» **Aim**:
Each line that follows is to be retyped exactly.

— Start of Source records —

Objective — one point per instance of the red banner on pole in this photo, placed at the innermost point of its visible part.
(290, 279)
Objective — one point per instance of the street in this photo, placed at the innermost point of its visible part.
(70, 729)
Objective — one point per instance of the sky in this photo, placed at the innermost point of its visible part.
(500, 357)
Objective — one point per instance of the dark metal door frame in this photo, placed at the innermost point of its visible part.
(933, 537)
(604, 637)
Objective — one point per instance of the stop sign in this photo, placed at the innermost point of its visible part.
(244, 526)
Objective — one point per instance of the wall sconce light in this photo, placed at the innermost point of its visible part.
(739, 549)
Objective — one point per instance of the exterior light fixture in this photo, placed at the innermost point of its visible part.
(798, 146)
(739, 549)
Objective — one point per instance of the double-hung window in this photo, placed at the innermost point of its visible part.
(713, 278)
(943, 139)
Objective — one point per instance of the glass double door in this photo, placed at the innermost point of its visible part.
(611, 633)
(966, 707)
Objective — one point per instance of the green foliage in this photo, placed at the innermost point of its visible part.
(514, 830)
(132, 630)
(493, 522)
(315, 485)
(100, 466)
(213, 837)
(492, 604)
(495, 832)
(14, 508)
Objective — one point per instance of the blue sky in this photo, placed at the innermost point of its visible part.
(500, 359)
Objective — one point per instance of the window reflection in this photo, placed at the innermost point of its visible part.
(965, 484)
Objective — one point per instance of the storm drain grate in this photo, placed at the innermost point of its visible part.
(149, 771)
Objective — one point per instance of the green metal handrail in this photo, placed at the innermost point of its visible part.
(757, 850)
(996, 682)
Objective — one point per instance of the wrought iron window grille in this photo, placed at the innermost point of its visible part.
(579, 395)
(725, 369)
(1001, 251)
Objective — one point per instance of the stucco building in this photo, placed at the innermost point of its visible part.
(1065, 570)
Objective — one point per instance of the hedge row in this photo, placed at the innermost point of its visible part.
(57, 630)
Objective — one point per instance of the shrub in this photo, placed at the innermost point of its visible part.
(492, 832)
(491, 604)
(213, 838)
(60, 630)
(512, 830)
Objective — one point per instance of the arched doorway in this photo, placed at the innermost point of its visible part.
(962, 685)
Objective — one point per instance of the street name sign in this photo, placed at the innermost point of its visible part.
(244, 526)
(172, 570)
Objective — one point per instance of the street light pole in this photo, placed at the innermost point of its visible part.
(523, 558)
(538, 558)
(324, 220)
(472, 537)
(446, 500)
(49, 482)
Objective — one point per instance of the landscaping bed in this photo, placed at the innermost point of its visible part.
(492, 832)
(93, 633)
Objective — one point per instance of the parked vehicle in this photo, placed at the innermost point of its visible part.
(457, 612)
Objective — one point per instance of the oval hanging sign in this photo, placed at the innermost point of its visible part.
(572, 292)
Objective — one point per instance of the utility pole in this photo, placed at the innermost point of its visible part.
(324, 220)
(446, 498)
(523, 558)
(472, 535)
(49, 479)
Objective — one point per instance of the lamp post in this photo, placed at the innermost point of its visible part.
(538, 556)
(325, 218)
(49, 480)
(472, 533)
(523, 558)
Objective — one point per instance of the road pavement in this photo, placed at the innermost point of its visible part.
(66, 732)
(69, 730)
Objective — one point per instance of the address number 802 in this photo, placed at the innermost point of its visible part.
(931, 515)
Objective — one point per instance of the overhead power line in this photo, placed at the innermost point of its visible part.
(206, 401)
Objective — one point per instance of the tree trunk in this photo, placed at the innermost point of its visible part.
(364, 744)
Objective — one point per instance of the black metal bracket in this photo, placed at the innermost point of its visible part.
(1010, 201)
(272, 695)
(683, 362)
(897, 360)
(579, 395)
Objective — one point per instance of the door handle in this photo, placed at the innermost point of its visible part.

— End of Source records —

» **Complete output**:
Objective — one point per instance of the red banner on pole in this photo, placed at the innermost point of its visible part.
(290, 279)
Objective — one point per instance of the street in this photo, placed at the innermost point of its visible part.
(70, 729)
Objective — one point per instance of the sky in this photo, placed at the innermost point of its visible part.
(500, 357)
Objective — one point per instance of the dark metal door frame in this photo, placed at the innermost point of its visible part.
(933, 537)
(604, 637)
Objective — one point per instance of the stop sign in this photo, placed at the innermost point of its visible part.
(244, 526)
Objective — one point per instance of the wall sconce light in this photo, placed at the innermost point of its visible part.
(739, 549)
Objective — one point per instance of the exterior light fixture in this photo, placed at the innermost point of its visible part.
(798, 146)
(739, 549)
Objective — one point per instance of the double-hung window in this photo, placed at the innermost point of its visible part.
(713, 278)
(943, 139)
Objective — one point per instance of the glass double door in this photo, placed at the innermost point of its visible part.
(611, 633)
(966, 707)
Objective — one point per instance of the green foliage in this photo, placed at the innermost point of its visible part.
(514, 830)
(132, 630)
(493, 522)
(315, 485)
(100, 466)
(213, 837)
(492, 604)
(495, 832)
(14, 508)
Objective — one point per instance of the blue sky in this photo, placed at the innermost point of its visible part.
(500, 359)
Objective — one point per instance of the window reflection in this photo, placed at the innermost point of its visible part.
(965, 484)
Objective — one point per instance of the storm drain grate in this photo, placed at the innermost point of its visible part.
(149, 771)
Objective — one point per instance of the green metal handrail in this photo, placed at the innermost point of its visible part.
(757, 850)
(996, 682)
Objective — one point per instance of the wrought iron window grille in this photo, placed at the innermost point of its visible part.
(579, 395)
(725, 369)
(1001, 251)
Objective — one point per instance of the stucco building in this photo, placed at the innermost point of its visible part.
(1065, 570)
Objective — one point per instance of the hedge row in this photo, placed at the innermost point of its visible part.
(57, 630)
Objective — one point per instance of the shrub in this photo, placed at the innermost point of its visible part.
(492, 832)
(491, 604)
(213, 838)
(60, 630)
(512, 830)
Objective — one point per instance of the arched doorway in this photo, placed at the innermost point of its visible part.
(962, 685)
Objective — one point per instance of the street name sign in this photo, placed at the innermost point of its visible part.
(244, 526)
(172, 570)
Objective — one point per instance of the street light pole in this photo, placed at the innermost point of its visible part.
(523, 558)
(538, 558)
(324, 220)
(472, 537)
(446, 500)
(49, 482)
Objective — one point per instance of the landscaping bed in this photo, placed at the innermost point of its visible part.
(492, 832)
(93, 633)
Objective — one point per instance of the parked vehicle in this photo, placed at the innermost point of its visible part.
(457, 612)
Objective — one point per instance of the oval hanging sign in this photo, placed at the innermost point of its visible part.
(572, 292)
Objective — one point per instance of the utility pole in this photo, placed at the innermost point of its visible part.
(324, 220)
(446, 498)
(523, 558)
(472, 535)
(49, 479)
Objective — one point per instance of the lamp post in this photo, placed at the innermost point of its visible part.
(538, 556)
(325, 218)
(49, 480)
(472, 533)
(523, 558)
Objective — one point per instance of the road pavement in this photo, placed at the innermost point of its visible part.
(66, 732)
(69, 730)
Objective — one point per instance of the address number 802 in this photo, placed at the innermost point of its visible part.
(931, 515)
Objective — one point per instance of the overhead power line in this photo, placed at the innermost point of its visible part.
(206, 401)
Objective — one point per instance of the tree trunk in this photo, placed at the innermost point of its visible part.
(364, 744)
Objective — one point per instance of the black metal bracket in this photo, placed at the innermost point of its visible part.
(1010, 201)
(272, 695)
(683, 362)
(897, 360)
(579, 395)
Objective — one point per instance of the door handle in this photo, placed at the innermost point of its visible part.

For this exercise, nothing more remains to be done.